Output all the entries word for word. Omit the pictures.

[Working data Boundary: Start]

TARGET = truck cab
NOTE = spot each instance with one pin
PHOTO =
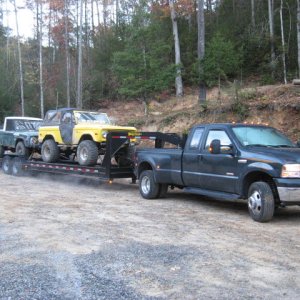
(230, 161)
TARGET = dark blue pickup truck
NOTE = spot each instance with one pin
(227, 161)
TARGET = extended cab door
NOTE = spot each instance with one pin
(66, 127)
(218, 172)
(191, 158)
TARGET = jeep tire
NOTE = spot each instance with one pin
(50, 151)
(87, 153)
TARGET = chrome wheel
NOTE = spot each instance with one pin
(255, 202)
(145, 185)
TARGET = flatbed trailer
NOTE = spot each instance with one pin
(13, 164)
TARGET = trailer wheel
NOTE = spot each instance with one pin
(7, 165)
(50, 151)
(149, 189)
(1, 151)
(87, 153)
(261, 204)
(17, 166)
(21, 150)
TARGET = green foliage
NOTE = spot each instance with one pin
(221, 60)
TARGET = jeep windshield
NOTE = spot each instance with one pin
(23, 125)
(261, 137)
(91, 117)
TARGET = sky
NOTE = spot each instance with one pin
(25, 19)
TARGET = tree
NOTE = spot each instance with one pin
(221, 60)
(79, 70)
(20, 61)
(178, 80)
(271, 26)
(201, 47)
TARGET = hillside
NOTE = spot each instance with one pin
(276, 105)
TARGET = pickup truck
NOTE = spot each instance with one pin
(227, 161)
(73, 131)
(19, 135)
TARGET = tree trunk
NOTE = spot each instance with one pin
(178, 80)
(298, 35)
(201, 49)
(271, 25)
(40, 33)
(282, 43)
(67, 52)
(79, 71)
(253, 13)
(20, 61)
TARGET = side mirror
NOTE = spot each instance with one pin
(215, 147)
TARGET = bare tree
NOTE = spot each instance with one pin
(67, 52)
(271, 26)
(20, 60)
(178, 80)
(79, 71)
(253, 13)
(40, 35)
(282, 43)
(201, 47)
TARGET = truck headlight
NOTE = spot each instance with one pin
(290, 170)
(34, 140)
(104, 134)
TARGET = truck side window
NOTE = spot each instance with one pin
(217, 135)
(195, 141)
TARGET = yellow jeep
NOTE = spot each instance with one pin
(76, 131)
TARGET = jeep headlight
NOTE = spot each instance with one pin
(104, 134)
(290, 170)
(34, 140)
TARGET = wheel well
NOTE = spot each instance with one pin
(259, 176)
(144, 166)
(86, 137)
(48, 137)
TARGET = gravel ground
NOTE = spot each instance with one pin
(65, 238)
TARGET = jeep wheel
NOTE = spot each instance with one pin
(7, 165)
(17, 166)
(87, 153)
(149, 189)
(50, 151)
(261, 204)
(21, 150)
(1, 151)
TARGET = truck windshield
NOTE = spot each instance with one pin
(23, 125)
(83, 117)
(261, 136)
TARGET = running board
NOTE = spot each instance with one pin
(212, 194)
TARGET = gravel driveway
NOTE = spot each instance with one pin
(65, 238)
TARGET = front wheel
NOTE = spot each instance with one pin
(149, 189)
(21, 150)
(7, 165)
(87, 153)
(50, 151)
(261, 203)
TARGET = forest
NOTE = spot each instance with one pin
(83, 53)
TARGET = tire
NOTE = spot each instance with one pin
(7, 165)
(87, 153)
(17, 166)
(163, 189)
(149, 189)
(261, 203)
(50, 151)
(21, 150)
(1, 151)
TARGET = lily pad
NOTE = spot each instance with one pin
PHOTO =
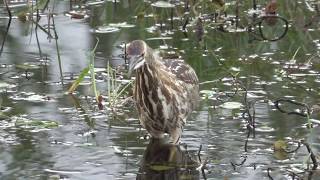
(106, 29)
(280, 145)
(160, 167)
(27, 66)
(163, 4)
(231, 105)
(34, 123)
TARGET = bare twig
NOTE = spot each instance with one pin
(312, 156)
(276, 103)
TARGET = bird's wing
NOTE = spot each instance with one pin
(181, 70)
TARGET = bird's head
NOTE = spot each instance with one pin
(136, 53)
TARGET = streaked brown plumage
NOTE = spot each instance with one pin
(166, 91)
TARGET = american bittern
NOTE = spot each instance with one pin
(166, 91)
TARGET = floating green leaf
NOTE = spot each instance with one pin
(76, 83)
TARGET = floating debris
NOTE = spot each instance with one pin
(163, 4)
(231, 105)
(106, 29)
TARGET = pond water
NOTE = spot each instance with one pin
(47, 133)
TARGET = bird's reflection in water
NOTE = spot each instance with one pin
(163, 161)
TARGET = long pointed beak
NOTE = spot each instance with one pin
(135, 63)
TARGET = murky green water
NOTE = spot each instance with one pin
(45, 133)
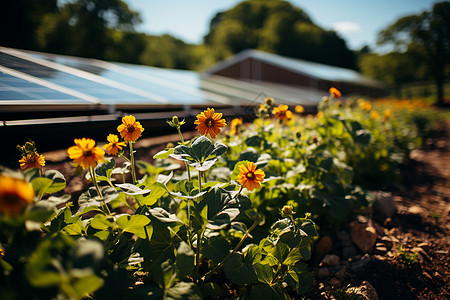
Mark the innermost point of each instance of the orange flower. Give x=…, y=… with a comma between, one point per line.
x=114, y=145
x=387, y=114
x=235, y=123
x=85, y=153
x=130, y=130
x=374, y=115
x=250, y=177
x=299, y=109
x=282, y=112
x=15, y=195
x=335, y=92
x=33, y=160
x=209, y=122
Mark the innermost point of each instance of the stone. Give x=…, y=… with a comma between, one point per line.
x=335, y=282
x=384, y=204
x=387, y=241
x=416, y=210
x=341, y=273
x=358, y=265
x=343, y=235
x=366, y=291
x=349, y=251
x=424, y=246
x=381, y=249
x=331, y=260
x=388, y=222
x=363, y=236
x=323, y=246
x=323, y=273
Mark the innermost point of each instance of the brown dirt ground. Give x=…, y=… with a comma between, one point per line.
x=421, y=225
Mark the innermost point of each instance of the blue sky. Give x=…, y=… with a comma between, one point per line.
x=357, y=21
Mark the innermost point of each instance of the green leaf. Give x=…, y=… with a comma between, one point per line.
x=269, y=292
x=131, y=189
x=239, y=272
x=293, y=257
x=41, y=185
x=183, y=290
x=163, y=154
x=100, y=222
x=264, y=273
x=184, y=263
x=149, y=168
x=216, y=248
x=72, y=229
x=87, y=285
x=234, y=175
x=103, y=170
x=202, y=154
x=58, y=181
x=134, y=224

[Working data Boundary: End]

_Reply to the exercise_
TARGET = truck cab
NOTE = spot each instance with one pin
PHOTO =
(230, 161)
TARGET = dark blue pickup truck
NOTE = spot each instance with one pin
(227, 161)
TARGET = extended cab door
NOTE = spot each instance with one pin
(66, 127)
(218, 172)
(191, 158)
TARGET = jeep tire
NOTE = spot each instance with one pin
(50, 151)
(87, 153)
TARGET = chrome wheel
NOTE = spot each instance with one pin
(255, 202)
(145, 185)
TARGET = flatbed trailer
NOTE = spot each instance with one pin
(13, 164)
TARGET = trailer wheel
NOTE = spot each instance with one pin
(7, 165)
(50, 151)
(149, 189)
(1, 151)
(87, 153)
(261, 204)
(17, 166)
(21, 150)
TARGET = green foliage
NOTE = spot each instance with one pin
(221, 60)
TARGET = jeep windshield
NOTE = spot each instance with one pin
(23, 125)
(261, 137)
(91, 117)
TARGET = sky
NOTE = spot each instance with one pin
(25, 19)
TARGET = tree
NOTE = spot each instance with one pin
(221, 60)
(79, 70)
(20, 61)
(178, 80)
(271, 26)
(201, 47)
TARGET = hillside
NOTE = spot each instance with one pin
(276, 105)
TARGET = pickup truck
NOTE = spot each instance with one pin
(227, 161)
(73, 131)
(19, 135)
TARGET = tree trunk
NOTE = spot each instance with one pin
(178, 80)
(298, 35)
(201, 49)
(271, 25)
(40, 33)
(282, 43)
(67, 52)
(79, 71)
(253, 13)
(20, 61)
TARGET = side mirror
NOTE = spot each instance with one pin
(215, 147)
TARGET = bare tree
NOTE = spot each instance with one pin
(67, 52)
(271, 26)
(20, 60)
(178, 80)
(79, 71)
(253, 13)
(40, 35)
(282, 43)
(201, 47)
TARGET = truck headlight
NOTE = spot each instance with one pin
(290, 170)
(34, 140)
(104, 134)
TARGET = truck side window
NOTE = spot each instance with one pin
(217, 135)
(195, 141)
TARGET = yellow jeep
NOTE = spot each instance with one pin
(76, 131)
TARGET = jeep headlight
NOTE = spot each instance with one pin
(104, 134)
(290, 170)
(34, 140)
TARGET = wheel well
NOTE = spot each instance with one pin
(259, 176)
(144, 166)
(86, 137)
(48, 137)
TARGET = gravel ground
NOTE = spot each instance with one pin
(65, 238)
TARGET = jeep wheel
NOTE = spot each instance with one pin
(7, 165)
(17, 166)
(87, 153)
(149, 189)
(50, 151)
(261, 204)
(21, 150)
(1, 151)
TARGET = truck windshield
NOTE = spot each instance with one pin
(23, 125)
(83, 117)
(261, 136)
TARGET = running board
NOTE = spot each instance with one pin
(212, 194)
TARGET = gravel driveway
NOTE = spot each instance with one pin
(65, 238)
TARGET = front wheel
NOTE = spot each instance with one pin
(149, 189)
(21, 150)
(7, 165)
(87, 153)
(50, 151)
(261, 203)
TARGET = forest
NOTE = spot each instance with one pin
(83, 53)
TARGET = tire
NOTE = spot each instance with one pin
(7, 165)
(87, 153)
(17, 166)
(163, 189)
(149, 189)
(261, 203)
(50, 151)
(21, 150)
(1, 151)
TARGET = lily pad
NOTE = spot each instance with one pin
PHOTO =
(106, 29)
(280, 145)
(160, 167)
(27, 66)
(163, 4)
(231, 105)
(34, 123)
TARGET = bare twig
NOTE = spot each instance with one pin
(312, 156)
(276, 103)
TARGET = bird's wing
NOTE = spot each instance with one pin
(181, 70)
TARGET = bird's head
NOTE = spot each instance with one pin
(136, 53)
TARGET = streaked brown plumage
NOTE = spot each instance with one pin
(166, 91)
TARGET = american bittern
NOTE = spot each instance with one pin
(166, 91)
TARGET = floating green leaf
NOTE = spot each instance with one pin
(76, 83)
TARGET = floating debris
NOTE = spot each instance with one pin
(163, 4)
(231, 105)
(106, 29)
TARGET = pond water
NOTE = spot each instance with one pin
(47, 133)
TARGET = bird's reflection in water
NOTE = spot each instance with one pin
(163, 161)
TARGET = long pointed beak
NOTE = spot each instance with one pin
(135, 63)
TARGET = murky green water
NOTE = spot each instance with one pin
(45, 133)
Mark the innermost point of each instance of the orange flower. Give x=…, y=… with a comma between, one point per line.
x=114, y=145
x=387, y=114
x=235, y=123
x=85, y=153
x=130, y=130
x=374, y=115
x=250, y=177
x=299, y=109
x=282, y=112
x=15, y=195
x=335, y=92
x=33, y=160
x=209, y=122
Mark the innermost point of each instance of the stone. Give x=…, y=… with a comma between, one point per line.
x=335, y=282
x=384, y=204
x=387, y=241
x=416, y=210
x=341, y=273
x=358, y=265
x=343, y=235
x=366, y=291
x=349, y=251
x=424, y=246
x=381, y=249
x=331, y=260
x=388, y=222
x=363, y=236
x=323, y=246
x=323, y=273
Mark the innermost point of each instance of the brown dirt ground. Give x=…, y=… with a comma between, one point per line.
x=421, y=225
Mark the innermost point of each instance of the blue sky. Give x=…, y=… with a comma between, one point per line.
x=357, y=21
Mark the innermost point of each instance of the green leaf. Give x=…, y=… with a comma between, one point per line.
x=269, y=292
x=131, y=189
x=239, y=272
x=293, y=257
x=41, y=185
x=183, y=290
x=163, y=154
x=100, y=222
x=264, y=273
x=184, y=263
x=149, y=168
x=216, y=248
x=72, y=229
x=87, y=285
x=234, y=175
x=103, y=170
x=202, y=154
x=58, y=181
x=134, y=224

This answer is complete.